_REQUIRED WORK_.
Reproduce the listing below word for word, omitting the pictures.

_DATASET CONTENT_.
—————

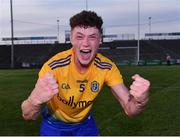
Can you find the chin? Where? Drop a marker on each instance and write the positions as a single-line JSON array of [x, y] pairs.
[[85, 63]]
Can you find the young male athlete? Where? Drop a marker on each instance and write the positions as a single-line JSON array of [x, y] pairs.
[[70, 81]]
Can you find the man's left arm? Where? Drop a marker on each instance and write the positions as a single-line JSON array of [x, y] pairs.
[[134, 100]]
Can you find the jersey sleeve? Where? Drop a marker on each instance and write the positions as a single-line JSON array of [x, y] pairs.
[[113, 76], [45, 69]]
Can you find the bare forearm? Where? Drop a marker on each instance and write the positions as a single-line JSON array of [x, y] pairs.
[[30, 111], [133, 107]]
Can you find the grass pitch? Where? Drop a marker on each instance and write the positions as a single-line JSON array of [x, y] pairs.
[[161, 117]]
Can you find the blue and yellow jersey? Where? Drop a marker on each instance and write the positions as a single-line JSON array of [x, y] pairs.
[[77, 91]]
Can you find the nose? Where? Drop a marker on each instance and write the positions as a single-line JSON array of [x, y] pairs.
[[85, 42]]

—————

_FINAL RESULT_.
Can you find the chin? Where? Drop a marker on each instance and write the positions as a single-line JSON array of [x, y] pairs.
[[85, 63]]
Can you find the young male athlete? Where? Drop a marker on each instance and write the positions as a single-line JSON array of [x, y] pairs.
[[70, 81]]
Can you find the man's left arm? Where? Drop a marker on each instance and write the positions as a single-line JSON array of [x, y] pairs.
[[134, 100]]
Can you find the jersey sleeve? Where? Drop a marker on each instance and write the positions as a single-line JSON array of [x, y] pairs.
[[113, 76], [45, 69]]
Can you find the bare forearm? Where? Drop a marker on each instance and write the positions as a single-line JSON array of [x, y] pairs.
[[30, 111], [133, 107]]
Can you find the grass pitch? Where? Drop a marker on each instance and write the positions as a single-line JSON array of [x, y] pairs.
[[161, 117]]
Can you find the blue and yellow jersey? Where? Drop a marker on each instance and write the positions as a single-line JSON array of [x, y] pairs.
[[77, 91]]
Can you find the nose? Where? Drop a marker on each instance and write the positions as a single-line JSON array of [x, y] pairs.
[[85, 42]]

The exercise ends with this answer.